Mais, le plus important ce n’est pas le film mais son sujet : DUX. Le Duc de la bagarre. Une des seules cinq personnes au monde à maîtriser la technique de la Burning Palm ce qui, dans le film, sera nommé « Dim Mak ». Bon, c’est con mais personne n’a jamais vu Franck l’exécuter pour de vrai. Il n’existe aucune preuve filmée de la chose, mais sur la vie de Tata, la vérité, il l’a fait, hein Serge ? En vrai, Frank a soixante piges, il est né à Toronto avant de bouger vers la Californie quand il était gamin. Pour le reste, on se fie à ce qui est montré dans Bloodsport, mais aucune manière de savoir si tout cela est vrai ou non. A partir de maintenant, je vous préviens, on va beaucoup employer le conditionnel. Durant sa jeunesse il se serait entraîné en restant assis au fond d’une classe et en copiant les mouvements à la manière de San Te dans la 36ème Chambre de Shaolin. Franky est entouré de légendes, il est un sacré chatard tout de même. Du haut de ses treize ans, il bastonne d’une seule droite Vic Moore, un type qui aurait battu Chuck Norris et Bruce Lee en combat singulier. Oui, un mec qui savate Bruce Lee, se fait étendre d’une seule droite par un Dux encore ado. La classe ou pas ? Comme il est balèze, Frank se fait coacher par Jack Seki, un élève de Jigoro Kano, l’inventeur du Judo. Tout ça pour un Dollar par mois. Franchement, même chez Tati sport, on ne te fait pas des prix comme ça.

« Après tout ça, pas étonnant que Frank fasse marcher un handicapé »

Mais bordel, je pensais que c’était Senzo Tanaka moi son maître et pas Jack Seki mes couilles là, qu’est-ce que c’est que cette diablerie ? Non en fait Senzo, dans une des innombrables versions de l’histoire, est le daron de Jack Seki qui, en 1943, aurait changé son nom en Jack Haywood. Ahhhhhh Oooooooooookayyyyyyyyyyy. Jack Seki serait alors en fait Shingo dans le film ! Ce qui n’a plus aucun sens vu qu’il crève au bout de vingt minutes.

Si je tente de résumer tout ça, Senzo « Tiger » Tanaka, le daron de Jack Seki qui aurait changé de nom, serait un mystérieux maître ninja japonais lié à une société secrète de combattants nommée Kokoryukai Black Dragon Society qui aurait envoyé son fils prendre des cours auprès de Jigoro Kano, soit la plus grande des légendes des arts martiaux. Senzo Tanaka serait aussi le mec qui aurait rectifié l’autre légende Hou Yuanjia (le personnage joué par Jet Li dans le film Fearless) pour mettre fin à je ne sais plus trop quelle guerre. Bon Franck ne sait plus trop lui non plus mais c’était un truc important, y a longtemps. Puis, si on remonte un peu plus loin dans le passé, Senzo serait un descendant de Genghis Khan. Oui. Genghis. Khan. Ma main à couper qu’en remontant encore un peu, son ancêtre a été crucifié par des romains sur une obscure colline. Après tout ça, pas étonnant que Frank fasse marcher un handicapé. Evidemment, personne d’autre que lui n’a jamais entendu parler de ce mystérieux descendant d’une lignée de quarante générations de guerriers ninjas dont Dux serait le dernier maillon et le premier non japonais.

== Enregistrements fournis ==

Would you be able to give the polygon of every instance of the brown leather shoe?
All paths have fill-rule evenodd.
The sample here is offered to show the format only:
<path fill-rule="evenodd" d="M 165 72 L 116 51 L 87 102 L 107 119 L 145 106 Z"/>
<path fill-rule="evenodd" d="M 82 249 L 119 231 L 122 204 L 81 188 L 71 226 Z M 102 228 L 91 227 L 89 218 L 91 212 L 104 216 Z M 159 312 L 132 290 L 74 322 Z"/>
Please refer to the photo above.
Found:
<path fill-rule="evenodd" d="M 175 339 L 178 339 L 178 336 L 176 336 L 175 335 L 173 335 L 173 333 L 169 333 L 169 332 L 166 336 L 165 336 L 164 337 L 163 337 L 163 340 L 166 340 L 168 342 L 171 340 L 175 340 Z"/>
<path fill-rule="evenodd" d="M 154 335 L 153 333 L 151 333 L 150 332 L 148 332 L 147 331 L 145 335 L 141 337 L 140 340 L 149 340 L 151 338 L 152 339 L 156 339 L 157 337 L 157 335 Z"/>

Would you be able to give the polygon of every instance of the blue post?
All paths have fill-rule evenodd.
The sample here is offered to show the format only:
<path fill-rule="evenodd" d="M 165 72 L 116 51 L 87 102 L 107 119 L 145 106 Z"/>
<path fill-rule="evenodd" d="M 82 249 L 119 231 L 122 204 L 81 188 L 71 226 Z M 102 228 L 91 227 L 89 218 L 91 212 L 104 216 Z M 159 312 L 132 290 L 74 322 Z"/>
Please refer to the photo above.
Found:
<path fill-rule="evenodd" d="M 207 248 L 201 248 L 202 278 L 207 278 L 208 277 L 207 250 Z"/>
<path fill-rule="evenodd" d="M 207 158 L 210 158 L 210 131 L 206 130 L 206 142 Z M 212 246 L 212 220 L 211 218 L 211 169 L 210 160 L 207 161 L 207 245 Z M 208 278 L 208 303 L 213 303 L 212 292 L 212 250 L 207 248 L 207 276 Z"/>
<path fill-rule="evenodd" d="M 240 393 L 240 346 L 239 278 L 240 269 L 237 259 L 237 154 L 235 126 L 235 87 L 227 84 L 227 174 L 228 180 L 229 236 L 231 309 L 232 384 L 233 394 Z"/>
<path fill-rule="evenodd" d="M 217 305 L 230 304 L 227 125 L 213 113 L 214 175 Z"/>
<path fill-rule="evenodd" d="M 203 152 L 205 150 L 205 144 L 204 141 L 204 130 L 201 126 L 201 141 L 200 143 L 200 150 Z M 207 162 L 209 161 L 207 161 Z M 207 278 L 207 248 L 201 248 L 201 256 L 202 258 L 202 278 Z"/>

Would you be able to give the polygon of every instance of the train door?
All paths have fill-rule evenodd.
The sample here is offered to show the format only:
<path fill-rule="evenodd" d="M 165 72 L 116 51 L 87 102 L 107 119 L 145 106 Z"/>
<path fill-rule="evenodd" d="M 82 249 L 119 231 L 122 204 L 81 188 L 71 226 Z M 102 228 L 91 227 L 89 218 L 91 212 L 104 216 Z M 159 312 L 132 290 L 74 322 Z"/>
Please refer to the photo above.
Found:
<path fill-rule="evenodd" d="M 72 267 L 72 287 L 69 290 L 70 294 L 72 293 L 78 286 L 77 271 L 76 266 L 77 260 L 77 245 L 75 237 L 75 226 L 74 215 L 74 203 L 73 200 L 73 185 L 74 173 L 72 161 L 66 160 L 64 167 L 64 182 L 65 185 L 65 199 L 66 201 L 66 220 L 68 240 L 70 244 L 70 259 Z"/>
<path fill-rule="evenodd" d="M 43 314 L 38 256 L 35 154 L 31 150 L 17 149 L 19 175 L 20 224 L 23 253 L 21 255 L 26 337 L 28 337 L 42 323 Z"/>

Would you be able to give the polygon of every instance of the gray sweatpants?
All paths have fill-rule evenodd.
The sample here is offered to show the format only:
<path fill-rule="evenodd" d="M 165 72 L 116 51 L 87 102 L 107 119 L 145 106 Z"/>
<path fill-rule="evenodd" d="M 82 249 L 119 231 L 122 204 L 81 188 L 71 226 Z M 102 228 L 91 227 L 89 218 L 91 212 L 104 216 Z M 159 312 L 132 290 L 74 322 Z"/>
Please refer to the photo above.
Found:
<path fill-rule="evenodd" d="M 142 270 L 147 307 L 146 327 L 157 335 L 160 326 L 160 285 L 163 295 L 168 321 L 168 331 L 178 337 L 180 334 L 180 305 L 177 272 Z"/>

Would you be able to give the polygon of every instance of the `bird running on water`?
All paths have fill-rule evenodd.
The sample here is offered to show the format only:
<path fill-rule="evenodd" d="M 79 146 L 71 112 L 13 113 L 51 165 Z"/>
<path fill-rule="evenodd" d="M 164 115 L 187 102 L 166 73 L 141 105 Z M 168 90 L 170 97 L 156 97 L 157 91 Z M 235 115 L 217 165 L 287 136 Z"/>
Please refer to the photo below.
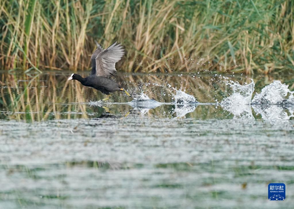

== Liste des activités ==
A - Mettez à jour le passage de l'extrait sur Frank Dux commençant par « Mais bordel, je » et se terminant par « de vingt minutes. », en remplaçant « vingt minutes » par « trente minutes ».
B - Selon l'extrait sur Frank Dux, combien Jack Seki faisait-il payer ses cours à Frank ?
C - Reprenez l'extrait sur Frank Dux et poursuivez-le au-delà de sa dernière phrase.
Les enregistrements n'ont aucun rapport avec l'extrait sur Frank Dux.

== Réponses par tâche ==
A -
Mais bordel, je pensais que c’était Senzo Tanaka moi son maître et pas Jack Seki mes couilles là, qu’est-ce que c’est que cette diablerie ? Non en fait Senzo, dans une des innombrables versions de l’histoire, est le daron de Jack Seki qui, en 1943, aurait changé son nom en Jack Haywood. Ahhhhhh Oooooooooookayyyyyyyyyyy. Jack Seki serait alors en fait Shingo dans le film ! Ce qui n’a plus aucun sens vu qu’il crève au bout de trente minutes.

B - Un dollar par mois.

C -
« Tu n’es pas japonais, tu n’es pas un Tanaka. »

Tout ça n’est que le début des bobards. Plus on avance, plus les mythos se multiplient. Tous les citer n’aurait aucun sens et une équipe de cent journalistes travaillant à plein temps pendant une année serait nécessaire. On va juste en énumérer quelques uns, histoire de bien cerner un type qui plus proche de Serge Benamou ou Remy Gaillard que de Bruce Lee ou Wong Fei Hong. Voici quelques uns des gros mythos de Franky, le numéro trois va vous étonner :

– Il aurait combattu des pirates philippins pour sauver des orphelins kidnappés. Franky… Okay, les pirates ne sont pas forcément plus futés qu’un militant H2L mais tout de même… Kidnapper des orphelins pour demander une rançon ? Des orphelins ? Vraiment Franky ?

– Franky détiendrait une chiée de records officiels dans le monde des arts martiaux dont certains défient les lois de la physique. Bien sûr, rien de tout cela n’a jamais été homologué par aucune fédération officielle. Frank te répond que c’est normal, tout ça eut lieu durant des tournois clandestins. Bon, clandestins certes, mais avec des instruments de mesure de la vitesse des coups portés digne de la Nasa.

– Franky, lors d’une démonstration de casse à Paris Bercy, aurait, sous contrôle d’huissiers, déglingué à coups de poings des pare-brises et une vitre blindée. Des années plus tard, certains de ses assistants, dont un prestidigitateur, ont balancés que tout ceci était complètement chiqué et que la vitre blindée était en fait composée de sucre. De sources anonymes affirment que l’huissier présent ce jour-là était maître Tunousprendaispasunpeupourdesbuses.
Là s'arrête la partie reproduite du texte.